→ **Things to do**
a – In the court opinion excerpt, name every case in the final note whose citation is to F.Supp.
b – Reproduce the passage of the court opinion excerpt starting with "The judgment of" and going on through "and distinct corporation.".
Excerpt section start
Therefore, we find the trial court erred in granting summary judgment with respect to Plaintiffs’ cause of action for design defect brought under California law because Plaintiffs showed there was a genuine issue of material fact regarding whether Plaintiffs’ injuries were caused by foreseeable and intended uses of open-use PCB-containing products. Point granted.

The judgment of the trial court is reversed and remanded.

ROY L. RICHTER and ANGELA T. QUIGLESS, JJ„ concur.

. Old Monsanto has ceased to exist as a corporate entity. In 1997, its chemical division was split off and reformed into a newly-independent corporation, which was renamed So-lutia, Inc. ("Solutia”). In 2000, the remaining portion of Old Monsanto merged with Pharmacia, which meant Old Monsanto no longer existed as a separate corporate entity. Pharmacia then incorporated a new company called Monsanto Company (“New Monsan*301to”). Pharmacia subsequently spun off its interest in New Monsanto, which now oper- ■ ates as an independent corporate entity. Pharmacia subsequently became a wholly owned subsidiary of Pfizer, Inc. (“Pfizer”), but remains a separate and distinct corporation.

. Pharmacia represents what remains of Old Monsanto, the alleged original tortfeasor. Pharmacia is also the only remaining defendant. Therefore, for the rest of this opinion, we will refer to the conduct of Pharmacia, which is synonymous with Old Monsanto for the purposes of this appeal.

. As several tort law.scholars who filed an amicus brief in support of Plaintiffs suggest, viewing the question of duty as a categorical determination rather than as a fact-specific inquiry has the.benefit of providing clearer rules of behavior for actors who may be subject to tort liability and who structure their behavior in response to that potential liability.

. Pharmacia argues these “relevant factors” in the risk-benefit test include the Rowland. factors. However, we find the Rowland factors are not applicable to our inquiry into strict liability for design defect. See generally O'Neil v. Crane Co., 53 Cal.4th 335, 135 Cal. Rptr.3d 288, 266 P.3d 987 (2012)(separating its analysis of strict liability from its analysis of negligence and the Rowland factors). Even if we were to apply the Rowland factors to our determination of foreseeability in relation to our strict liability analysis, as the court did in Romito, 38 Cal.App.4th at 70, 44 Cal.Rptr.2d 834, we have already decided above that Pharmacia owed a duty of reasonable care to Plaintiffs. Thus, the Rowland factors will similarly not relieve Pharmacia from strict liability for design defect.

. See United States v. Union Corp., 277 F.Supp.2d 478, 493 (E.D.Pa.2003); Richmond, Fredericksburg & Potomac R. Co. v. Davis Indus., Inc., 787 F.Supp. 572, 578 (E.D.Va.1992); Kalik v. Allis-Chalmers Corp., 658 F.Supp. 631, 635 (W.D.Pa.1987); Pennsylvania Dept, of Gen. Services v. U.S. Mineral Products Co., 587 Pa. 236, 259, 898 A.2d 590 (2006); Monsanto Co. v. Reed, 950 S.W.2d 811, 814 (Ky.1997); High v. Westinghouse Elec. Corp., 610 So.2d 1259, 1262 (Fla.1992).
Excerpt section end
Raw data section start
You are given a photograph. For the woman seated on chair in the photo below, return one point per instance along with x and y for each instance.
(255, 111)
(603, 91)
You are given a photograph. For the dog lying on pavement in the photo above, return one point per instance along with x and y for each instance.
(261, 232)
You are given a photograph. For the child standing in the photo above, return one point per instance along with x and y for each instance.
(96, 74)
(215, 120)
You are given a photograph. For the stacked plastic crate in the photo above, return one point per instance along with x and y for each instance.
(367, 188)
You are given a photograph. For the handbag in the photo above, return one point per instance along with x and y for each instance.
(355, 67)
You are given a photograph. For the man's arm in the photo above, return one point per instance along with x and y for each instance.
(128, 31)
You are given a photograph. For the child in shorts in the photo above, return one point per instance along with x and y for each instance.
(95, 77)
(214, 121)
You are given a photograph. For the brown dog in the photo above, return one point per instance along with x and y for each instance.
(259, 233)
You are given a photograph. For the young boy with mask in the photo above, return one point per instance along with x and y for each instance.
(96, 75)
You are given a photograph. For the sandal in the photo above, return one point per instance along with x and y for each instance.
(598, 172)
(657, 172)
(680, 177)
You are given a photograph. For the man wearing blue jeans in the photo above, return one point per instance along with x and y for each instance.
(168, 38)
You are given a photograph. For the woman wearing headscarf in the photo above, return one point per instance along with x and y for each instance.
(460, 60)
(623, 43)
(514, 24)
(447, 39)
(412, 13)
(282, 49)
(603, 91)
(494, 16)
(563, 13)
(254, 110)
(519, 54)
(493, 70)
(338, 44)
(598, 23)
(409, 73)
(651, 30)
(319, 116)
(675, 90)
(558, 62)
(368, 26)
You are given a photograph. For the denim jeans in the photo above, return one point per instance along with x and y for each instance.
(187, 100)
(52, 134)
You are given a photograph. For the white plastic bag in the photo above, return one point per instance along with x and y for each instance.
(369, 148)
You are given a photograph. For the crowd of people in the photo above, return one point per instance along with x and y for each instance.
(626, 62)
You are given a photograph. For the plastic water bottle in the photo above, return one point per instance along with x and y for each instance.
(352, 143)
Raw data section end
Raw data section start
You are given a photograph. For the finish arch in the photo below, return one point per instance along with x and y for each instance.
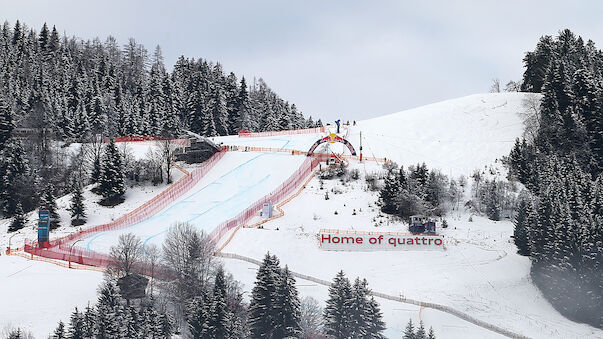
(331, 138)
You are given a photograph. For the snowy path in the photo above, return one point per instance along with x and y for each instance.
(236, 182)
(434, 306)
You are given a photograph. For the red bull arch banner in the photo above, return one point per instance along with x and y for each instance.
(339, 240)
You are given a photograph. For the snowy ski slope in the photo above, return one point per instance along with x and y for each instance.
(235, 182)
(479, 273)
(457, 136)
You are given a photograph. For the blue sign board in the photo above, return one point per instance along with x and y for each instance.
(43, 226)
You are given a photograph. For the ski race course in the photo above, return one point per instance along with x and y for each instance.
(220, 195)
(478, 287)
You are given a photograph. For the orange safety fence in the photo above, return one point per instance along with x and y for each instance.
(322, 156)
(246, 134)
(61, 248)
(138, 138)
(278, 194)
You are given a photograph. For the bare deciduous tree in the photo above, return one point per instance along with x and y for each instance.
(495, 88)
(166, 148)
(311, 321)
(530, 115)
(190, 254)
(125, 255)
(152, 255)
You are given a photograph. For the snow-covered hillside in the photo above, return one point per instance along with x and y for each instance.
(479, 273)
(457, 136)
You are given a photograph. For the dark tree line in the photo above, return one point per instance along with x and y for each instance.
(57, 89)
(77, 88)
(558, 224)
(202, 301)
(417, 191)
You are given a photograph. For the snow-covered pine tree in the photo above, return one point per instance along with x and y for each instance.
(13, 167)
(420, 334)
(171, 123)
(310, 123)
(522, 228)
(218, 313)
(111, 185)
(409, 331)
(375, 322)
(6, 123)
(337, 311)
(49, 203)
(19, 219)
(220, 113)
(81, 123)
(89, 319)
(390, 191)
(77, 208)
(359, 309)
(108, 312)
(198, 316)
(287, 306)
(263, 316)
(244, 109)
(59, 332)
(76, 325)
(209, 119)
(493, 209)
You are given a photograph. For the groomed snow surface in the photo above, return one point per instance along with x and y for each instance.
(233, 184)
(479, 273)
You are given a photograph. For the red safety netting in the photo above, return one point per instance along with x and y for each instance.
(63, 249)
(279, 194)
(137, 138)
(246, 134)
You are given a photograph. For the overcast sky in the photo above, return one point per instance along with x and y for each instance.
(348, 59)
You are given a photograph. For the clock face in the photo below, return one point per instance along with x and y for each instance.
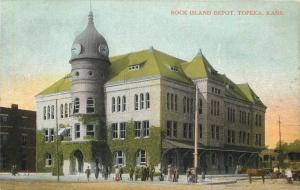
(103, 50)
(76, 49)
Raw data section end
→ **Response list**
a –
United States v. Union Corp.
Richmond, Fredericksburg & Potomac R. Co. v. Davis Indus., Inc.
Kalik v. Allis-Chalmers Corp.

b –
The judgment of the trial court is reversed and remanded.

ROY L. RICHTER and ANGELA T. QUIGLESS, JJ„ concur.

. Old Monsanto has ceased to exist as a corporate entity. In 1997, its chemical division was split off and reformed into a newly-independent corporation, which was renamed So-lutia, Inc. ("Solutia”). In 2000, the remaining portion of Old Monsanto merged with Pharmacia, which meant Old Monsanto no longer existed as a separate corporate entity. Pharmacia then incorporated a new company called Monsanto Company (“New Monsan*301to”). Pharmacia subsequently spun off its interest in New Monsanto, which now oper- ■ ates as an independent corporate entity. Pharmacia subsequently became a wholly owned subsidiary of Pfizer, Inc. (“Pfizer”), but remains a separate and distinct corporation.